[TASK INSTRUCTIONS]:
Print every line of the listing below, from start to finish, without altering a single character.

Begin TASK INPUTS

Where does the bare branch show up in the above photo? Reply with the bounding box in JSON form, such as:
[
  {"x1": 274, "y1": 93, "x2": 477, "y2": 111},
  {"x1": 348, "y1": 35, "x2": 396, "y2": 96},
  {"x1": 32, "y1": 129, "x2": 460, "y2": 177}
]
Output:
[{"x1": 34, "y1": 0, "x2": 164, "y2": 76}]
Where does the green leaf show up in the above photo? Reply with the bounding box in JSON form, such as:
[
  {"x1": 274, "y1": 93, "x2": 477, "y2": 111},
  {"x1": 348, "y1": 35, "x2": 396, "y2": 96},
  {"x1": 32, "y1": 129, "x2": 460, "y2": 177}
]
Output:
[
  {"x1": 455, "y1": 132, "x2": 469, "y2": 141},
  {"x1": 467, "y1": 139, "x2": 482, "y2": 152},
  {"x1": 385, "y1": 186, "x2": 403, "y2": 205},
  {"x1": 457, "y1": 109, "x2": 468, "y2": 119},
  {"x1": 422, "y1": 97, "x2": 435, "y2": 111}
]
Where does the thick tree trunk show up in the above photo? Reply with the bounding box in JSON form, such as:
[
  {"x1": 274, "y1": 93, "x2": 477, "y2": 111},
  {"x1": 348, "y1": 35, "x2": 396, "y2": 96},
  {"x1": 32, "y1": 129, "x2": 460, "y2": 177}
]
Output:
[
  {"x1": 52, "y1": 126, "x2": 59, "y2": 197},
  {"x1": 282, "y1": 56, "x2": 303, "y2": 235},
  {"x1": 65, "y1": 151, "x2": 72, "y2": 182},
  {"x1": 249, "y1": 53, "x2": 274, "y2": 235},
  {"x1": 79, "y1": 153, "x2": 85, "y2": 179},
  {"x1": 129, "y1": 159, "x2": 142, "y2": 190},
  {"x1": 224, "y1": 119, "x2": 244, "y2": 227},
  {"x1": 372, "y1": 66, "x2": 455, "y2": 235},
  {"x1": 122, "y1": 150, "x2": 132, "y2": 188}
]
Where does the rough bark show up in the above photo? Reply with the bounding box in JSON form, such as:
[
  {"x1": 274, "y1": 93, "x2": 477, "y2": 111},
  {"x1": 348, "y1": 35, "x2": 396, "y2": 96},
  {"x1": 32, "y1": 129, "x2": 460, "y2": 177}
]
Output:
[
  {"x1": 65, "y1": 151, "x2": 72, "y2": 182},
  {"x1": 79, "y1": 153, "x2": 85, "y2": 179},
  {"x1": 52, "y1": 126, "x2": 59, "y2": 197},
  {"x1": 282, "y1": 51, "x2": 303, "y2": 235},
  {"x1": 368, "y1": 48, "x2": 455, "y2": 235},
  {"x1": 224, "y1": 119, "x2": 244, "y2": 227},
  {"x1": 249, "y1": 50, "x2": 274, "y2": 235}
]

End TASK INPUTS

[FULL SOLUTION]:
Where does the bare branch show up in the above photo? Reply with the bounding box in JSON form, such as:
[
  {"x1": 274, "y1": 93, "x2": 477, "y2": 111},
  {"x1": 348, "y1": 35, "x2": 396, "y2": 96},
  {"x1": 32, "y1": 129, "x2": 460, "y2": 177}
]
Output:
[{"x1": 34, "y1": 0, "x2": 164, "y2": 76}]
Where does the green leaf show up in the above photo? Reply with the bounding box in JSON form, such as:
[
  {"x1": 274, "y1": 93, "x2": 477, "y2": 111},
  {"x1": 348, "y1": 35, "x2": 396, "y2": 96},
  {"x1": 32, "y1": 129, "x2": 460, "y2": 177}
]
Output:
[
  {"x1": 455, "y1": 132, "x2": 469, "y2": 141},
  {"x1": 467, "y1": 139, "x2": 482, "y2": 152},
  {"x1": 385, "y1": 186, "x2": 403, "y2": 205},
  {"x1": 457, "y1": 109, "x2": 468, "y2": 119},
  {"x1": 422, "y1": 97, "x2": 435, "y2": 111}
]
Where does the thick tree trunk show up in the above photo? Reply with the bounding box in JSON form, such as:
[
  {"x1": 274, "y1": 93, "x2": 477, "y2": 111},
  {"x1": 348, "y1": 35, "x2": 396, "y2": 96},
  {"x1": 32, "y1": 129, "x2": 460, "y2": 177}
]
Output:
[
  {"x1": 52, "y1": 126, "x2": 59, "y2": 197},
  {"x1": 282, "y1": 56, "x2": 303, "y2": 235},
  {"x1": 65, "y1": 151, "x2": 72, "y2": 182},
  {"x1": 249, "y1": 53, "x2": 274, "y2": 235},
  {"x1": 79, "y1": 153, "x2": 85, "y2": 179},
  {"x1": 129, "y1": 159, "x2": 142, "y2": 190},
  {"x1": 224, "y1": 119, "x2": 244, "y2": 227},
  {"x1": 372, "y1": 66, "x2": 455, "y2": 235},
  {"x1": 122, "y1": 150, "x2": 132, "y2": 188}
]
Where does the rough bark show up in the above photo? Reply with the bounding box in JSON form, such as:
[
  {"x1": 274, "y1": 93, "x2": 477, "y2": 111},
  {"x1": 348, "y1": 35, "x2": 396, "y2": 96},
  {"x1": 32, "y1": 129, "x2": 460, "y2": 177}
]
Output:
[
  {"x1": 65, "y1": 151, "x2": 72, "y2": 182},
  {"x1": 79, "y1": 153, "x2": 85, "y2": 179},
  {"x1": 52, "y1": 126, "x2": 59, "y2": 197},
  {"x1": 282, "y1": 51, "x2": 303, "y2": 235},
  {"x1": 368, "y1": 48, "x2": 455, "y2": 235},
  {"x1": 224, "y1": 119, "x2": 244, "y2": 227},
  {"x1": 249, "y1": 50, "x2": 274, "y2": 235}
]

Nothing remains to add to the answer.